• [Source document]:
************
The other vents I used were in the front of the loft at FLOOR LEVEL. These were the standard vents available at any home improvement store used for heating or cooling applications--steel vents with mire mesh backs. I had two 12" vents on either side of the doors at the front of the loft. In addition, I cut my door in half and adapted it as a Dutch styel door, meaning I could open the entire door or only the top half of the door. The top half of the door was fitted with a 1/2" hardware cloth screen for additional ventilation in warm weather or the occasional sunny Winter day. The lofts faced South.

The ventilation worked like this. Air in at the floor vents, moving towards the back of the loft, but then up through the screen and into the dead space above the dropped ceiling. From there it moved out the back of the loft. There was NEVER a direct draft on the nest boxes or the perches. Remember that warm air rises. This is how the ventilation system works. There was never any stangnant air, and, in hot weather, I could open the top half of the Dutch door to ramp up the air flow a bit. Sounds more complicated thAn it is. But . . . it is the system I saw in lofts of all sizes in Holland in the dead of Winter.
************
• [Extracted information]:
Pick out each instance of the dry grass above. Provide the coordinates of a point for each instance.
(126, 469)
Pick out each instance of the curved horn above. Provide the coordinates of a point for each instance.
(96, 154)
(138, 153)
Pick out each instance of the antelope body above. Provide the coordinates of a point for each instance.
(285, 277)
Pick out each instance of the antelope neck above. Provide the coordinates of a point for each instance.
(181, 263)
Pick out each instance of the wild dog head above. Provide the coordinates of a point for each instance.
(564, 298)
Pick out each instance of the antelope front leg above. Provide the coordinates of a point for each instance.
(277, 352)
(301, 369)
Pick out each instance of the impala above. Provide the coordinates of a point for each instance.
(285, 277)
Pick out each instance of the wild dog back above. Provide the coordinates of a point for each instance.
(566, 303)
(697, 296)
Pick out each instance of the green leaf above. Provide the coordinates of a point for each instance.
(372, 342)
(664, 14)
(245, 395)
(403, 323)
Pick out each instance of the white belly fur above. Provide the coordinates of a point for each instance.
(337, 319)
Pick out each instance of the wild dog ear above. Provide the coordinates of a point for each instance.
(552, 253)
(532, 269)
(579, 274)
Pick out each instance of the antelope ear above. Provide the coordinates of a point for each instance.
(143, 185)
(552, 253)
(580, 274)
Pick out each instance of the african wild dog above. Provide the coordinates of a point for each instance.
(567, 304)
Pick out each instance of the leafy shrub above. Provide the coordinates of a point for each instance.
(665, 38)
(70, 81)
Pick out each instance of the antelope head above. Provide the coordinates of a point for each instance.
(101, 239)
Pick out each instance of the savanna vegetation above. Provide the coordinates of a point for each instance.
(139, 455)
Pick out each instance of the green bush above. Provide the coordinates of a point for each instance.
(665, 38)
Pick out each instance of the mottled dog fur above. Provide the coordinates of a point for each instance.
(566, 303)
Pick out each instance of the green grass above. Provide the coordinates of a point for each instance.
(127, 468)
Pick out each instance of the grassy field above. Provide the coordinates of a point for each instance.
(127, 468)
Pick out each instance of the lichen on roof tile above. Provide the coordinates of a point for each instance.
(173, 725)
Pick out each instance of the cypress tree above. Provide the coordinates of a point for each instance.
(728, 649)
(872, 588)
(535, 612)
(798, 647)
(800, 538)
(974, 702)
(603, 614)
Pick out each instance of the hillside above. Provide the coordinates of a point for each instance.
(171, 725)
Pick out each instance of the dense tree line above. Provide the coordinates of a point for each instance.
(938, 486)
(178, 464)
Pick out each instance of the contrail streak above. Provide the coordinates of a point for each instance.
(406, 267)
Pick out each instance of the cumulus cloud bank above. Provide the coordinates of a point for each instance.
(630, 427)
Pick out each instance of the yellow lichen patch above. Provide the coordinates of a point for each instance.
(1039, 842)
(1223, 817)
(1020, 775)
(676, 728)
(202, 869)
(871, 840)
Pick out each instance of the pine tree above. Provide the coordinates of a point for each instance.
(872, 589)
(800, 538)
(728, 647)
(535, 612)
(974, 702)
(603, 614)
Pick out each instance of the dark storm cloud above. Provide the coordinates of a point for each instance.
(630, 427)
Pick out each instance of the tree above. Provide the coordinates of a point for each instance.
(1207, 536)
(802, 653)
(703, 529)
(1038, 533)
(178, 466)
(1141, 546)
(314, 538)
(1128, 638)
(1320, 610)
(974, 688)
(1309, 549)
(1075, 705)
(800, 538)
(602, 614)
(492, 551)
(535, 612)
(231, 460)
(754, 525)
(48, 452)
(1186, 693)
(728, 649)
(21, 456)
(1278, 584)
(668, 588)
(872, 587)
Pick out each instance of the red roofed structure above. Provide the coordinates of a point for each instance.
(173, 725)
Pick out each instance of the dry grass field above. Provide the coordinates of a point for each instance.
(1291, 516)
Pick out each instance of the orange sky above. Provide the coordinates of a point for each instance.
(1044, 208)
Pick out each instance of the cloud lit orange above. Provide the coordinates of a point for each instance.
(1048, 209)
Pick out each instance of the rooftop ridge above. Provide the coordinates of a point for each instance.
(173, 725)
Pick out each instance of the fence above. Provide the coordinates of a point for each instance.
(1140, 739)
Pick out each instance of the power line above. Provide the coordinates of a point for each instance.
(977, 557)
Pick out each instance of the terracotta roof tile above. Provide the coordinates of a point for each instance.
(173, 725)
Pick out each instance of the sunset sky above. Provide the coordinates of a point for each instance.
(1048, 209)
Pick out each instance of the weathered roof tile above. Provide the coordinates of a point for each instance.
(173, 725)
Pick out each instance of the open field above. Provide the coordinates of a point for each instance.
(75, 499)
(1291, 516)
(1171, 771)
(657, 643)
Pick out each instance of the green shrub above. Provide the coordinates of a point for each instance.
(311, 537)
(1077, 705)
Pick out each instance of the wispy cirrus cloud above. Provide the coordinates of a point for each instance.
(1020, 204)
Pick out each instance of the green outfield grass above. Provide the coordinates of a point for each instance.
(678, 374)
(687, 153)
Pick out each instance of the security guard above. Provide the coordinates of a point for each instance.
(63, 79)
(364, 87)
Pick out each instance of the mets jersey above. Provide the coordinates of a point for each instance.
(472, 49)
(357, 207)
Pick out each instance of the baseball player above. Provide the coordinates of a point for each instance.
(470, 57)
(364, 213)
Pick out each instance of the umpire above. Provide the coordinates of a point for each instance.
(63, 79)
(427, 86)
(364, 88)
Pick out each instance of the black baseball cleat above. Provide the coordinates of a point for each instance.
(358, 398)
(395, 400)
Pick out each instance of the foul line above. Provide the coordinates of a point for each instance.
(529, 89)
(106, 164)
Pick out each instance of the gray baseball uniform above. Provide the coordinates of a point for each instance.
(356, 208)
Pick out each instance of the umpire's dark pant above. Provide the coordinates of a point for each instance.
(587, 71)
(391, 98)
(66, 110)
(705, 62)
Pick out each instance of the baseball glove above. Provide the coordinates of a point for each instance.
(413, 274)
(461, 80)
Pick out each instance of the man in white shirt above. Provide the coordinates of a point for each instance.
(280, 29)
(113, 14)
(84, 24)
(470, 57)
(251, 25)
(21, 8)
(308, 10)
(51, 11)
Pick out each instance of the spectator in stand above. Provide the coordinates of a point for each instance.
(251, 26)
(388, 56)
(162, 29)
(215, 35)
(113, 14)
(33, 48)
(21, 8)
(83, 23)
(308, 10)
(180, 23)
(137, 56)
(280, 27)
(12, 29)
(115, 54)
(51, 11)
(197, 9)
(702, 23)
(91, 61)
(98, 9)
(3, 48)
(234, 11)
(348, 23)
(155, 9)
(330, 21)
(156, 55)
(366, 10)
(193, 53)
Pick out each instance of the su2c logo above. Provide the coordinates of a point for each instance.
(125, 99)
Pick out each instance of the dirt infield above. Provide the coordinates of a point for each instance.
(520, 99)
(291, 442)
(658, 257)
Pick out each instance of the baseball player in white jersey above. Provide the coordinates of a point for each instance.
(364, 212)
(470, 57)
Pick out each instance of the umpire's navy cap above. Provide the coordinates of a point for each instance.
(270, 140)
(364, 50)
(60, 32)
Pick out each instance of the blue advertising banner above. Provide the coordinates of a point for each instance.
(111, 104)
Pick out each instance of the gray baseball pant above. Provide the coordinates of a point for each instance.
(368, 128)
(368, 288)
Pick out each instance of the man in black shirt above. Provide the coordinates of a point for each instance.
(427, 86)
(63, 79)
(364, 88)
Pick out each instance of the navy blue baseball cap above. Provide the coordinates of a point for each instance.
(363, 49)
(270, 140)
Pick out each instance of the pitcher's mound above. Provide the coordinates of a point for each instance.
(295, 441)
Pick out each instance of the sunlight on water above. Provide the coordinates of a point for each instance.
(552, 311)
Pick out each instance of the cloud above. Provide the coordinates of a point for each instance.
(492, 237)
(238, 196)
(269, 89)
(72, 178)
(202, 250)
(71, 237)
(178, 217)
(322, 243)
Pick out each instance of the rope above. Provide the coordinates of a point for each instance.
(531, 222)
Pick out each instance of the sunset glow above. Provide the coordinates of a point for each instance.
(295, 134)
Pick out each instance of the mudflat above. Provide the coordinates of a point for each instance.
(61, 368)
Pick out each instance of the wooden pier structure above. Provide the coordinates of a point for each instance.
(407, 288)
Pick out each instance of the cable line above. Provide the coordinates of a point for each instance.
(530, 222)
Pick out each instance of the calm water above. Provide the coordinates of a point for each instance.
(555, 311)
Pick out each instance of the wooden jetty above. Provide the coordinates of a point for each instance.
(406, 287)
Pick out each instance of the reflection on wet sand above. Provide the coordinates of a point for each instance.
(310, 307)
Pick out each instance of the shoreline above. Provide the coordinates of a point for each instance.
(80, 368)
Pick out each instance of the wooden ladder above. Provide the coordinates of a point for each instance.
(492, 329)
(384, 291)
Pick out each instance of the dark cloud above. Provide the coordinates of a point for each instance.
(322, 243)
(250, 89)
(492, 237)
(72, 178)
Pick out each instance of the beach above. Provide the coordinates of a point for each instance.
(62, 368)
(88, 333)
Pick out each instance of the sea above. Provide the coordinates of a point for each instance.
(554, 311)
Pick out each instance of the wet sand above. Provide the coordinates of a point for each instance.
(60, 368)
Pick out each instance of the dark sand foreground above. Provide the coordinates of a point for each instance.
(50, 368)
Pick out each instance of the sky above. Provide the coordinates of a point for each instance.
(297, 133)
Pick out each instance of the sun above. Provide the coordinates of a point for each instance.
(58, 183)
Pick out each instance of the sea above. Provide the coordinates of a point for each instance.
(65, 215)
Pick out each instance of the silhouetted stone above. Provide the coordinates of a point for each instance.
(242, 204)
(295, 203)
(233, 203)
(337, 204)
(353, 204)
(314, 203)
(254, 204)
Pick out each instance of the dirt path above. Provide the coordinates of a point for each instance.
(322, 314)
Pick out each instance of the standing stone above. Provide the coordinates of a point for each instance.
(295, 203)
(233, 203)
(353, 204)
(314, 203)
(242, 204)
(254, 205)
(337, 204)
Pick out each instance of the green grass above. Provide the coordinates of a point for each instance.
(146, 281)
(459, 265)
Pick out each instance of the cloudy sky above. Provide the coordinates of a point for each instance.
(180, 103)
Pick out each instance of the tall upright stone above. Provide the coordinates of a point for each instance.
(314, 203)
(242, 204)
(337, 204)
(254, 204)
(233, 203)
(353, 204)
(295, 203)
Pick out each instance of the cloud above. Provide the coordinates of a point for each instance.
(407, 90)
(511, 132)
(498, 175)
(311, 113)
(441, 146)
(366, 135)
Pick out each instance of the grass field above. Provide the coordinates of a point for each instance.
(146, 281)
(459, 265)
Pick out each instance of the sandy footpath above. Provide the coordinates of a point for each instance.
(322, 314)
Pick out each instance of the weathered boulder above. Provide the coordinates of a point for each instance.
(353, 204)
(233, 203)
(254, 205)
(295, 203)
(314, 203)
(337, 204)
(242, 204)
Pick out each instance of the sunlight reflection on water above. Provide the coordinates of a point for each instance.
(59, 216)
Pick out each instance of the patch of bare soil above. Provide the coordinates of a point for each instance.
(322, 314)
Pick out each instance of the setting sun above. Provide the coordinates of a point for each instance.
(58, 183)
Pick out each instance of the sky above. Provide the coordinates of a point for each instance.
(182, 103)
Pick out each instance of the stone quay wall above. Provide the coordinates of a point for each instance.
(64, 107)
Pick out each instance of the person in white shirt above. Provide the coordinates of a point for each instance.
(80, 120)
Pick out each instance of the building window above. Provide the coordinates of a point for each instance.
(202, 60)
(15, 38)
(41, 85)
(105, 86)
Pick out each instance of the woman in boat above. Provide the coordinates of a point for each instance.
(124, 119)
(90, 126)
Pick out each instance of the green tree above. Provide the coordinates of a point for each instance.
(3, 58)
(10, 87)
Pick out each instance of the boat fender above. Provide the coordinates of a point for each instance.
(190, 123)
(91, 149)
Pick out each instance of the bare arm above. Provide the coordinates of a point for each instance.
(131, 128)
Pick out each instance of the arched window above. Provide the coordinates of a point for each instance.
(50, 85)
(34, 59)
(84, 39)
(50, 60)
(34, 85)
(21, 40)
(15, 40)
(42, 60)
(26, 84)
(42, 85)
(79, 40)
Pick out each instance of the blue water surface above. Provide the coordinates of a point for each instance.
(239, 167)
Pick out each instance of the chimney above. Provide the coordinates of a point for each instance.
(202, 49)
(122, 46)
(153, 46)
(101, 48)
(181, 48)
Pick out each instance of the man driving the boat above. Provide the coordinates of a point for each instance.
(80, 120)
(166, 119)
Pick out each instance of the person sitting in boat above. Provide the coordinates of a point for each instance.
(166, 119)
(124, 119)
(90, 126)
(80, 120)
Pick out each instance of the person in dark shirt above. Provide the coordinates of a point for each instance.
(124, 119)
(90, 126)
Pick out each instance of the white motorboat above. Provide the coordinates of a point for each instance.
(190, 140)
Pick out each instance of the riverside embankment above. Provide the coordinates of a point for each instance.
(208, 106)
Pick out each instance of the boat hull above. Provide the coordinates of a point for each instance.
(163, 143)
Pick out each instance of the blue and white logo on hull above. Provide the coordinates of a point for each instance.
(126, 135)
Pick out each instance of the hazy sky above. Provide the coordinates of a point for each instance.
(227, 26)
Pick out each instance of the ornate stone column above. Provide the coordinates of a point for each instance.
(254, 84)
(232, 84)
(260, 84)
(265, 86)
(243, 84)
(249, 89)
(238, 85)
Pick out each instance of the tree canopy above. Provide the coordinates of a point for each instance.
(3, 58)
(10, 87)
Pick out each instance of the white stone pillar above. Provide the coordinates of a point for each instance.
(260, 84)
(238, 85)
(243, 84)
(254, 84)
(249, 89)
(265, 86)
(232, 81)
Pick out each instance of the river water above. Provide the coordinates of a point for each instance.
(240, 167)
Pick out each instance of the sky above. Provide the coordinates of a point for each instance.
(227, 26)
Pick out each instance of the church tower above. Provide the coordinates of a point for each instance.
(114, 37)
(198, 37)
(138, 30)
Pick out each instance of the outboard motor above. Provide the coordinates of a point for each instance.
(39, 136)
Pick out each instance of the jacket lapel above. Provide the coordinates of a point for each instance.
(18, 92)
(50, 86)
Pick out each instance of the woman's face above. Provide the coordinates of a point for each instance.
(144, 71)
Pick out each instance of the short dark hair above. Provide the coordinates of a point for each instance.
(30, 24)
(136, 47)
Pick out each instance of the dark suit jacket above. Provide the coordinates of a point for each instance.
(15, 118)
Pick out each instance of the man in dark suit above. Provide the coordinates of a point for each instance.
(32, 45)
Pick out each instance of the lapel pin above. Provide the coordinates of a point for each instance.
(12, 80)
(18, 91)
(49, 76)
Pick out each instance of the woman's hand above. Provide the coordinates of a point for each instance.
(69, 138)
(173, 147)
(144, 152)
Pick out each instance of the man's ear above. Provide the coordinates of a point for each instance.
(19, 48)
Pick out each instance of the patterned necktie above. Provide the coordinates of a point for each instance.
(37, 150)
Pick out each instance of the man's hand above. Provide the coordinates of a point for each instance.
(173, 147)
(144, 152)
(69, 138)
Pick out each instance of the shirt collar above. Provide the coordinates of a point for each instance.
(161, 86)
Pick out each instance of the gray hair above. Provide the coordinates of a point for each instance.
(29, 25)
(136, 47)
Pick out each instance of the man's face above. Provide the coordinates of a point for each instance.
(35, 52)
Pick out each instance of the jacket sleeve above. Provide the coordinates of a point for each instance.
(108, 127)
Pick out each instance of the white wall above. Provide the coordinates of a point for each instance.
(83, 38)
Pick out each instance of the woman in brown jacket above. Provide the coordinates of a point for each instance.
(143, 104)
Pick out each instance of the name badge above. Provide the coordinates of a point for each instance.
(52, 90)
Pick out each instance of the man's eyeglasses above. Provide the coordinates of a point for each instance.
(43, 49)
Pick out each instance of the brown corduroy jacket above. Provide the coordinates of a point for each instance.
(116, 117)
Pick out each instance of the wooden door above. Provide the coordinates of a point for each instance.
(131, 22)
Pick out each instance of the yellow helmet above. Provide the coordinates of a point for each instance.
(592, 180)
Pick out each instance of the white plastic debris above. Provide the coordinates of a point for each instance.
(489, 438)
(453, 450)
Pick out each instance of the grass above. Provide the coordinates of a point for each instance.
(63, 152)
************
• [Instructions to follow]: Pick up the passage on loft ventilation after its final sentence and write what comes next.

• [Written answer]:
Here’s an example of the ceiling vent system with the vent in the middle of the loft ceiling. My vents, as I have noted, were in the front 1/3rd of the loft ceiling.

http://www.siegelpigeons.com/news/news-Norman-Ventilation.html

And in the 6th photo down is an example of the vents in the front of the loft, but NOT with sliding panels in the ceiling.

http://www.b-hermes.de/en/?Pictures:G&amp;S_Verkerk

Just remember to use what works in your loft. Have you EVER tested your ventilation? Use some incense sticks or cones and TEST it to make sure it is working like you THINK it is working. Don’t guess. Good luck in finding the solution. Your birds depend on it to race well.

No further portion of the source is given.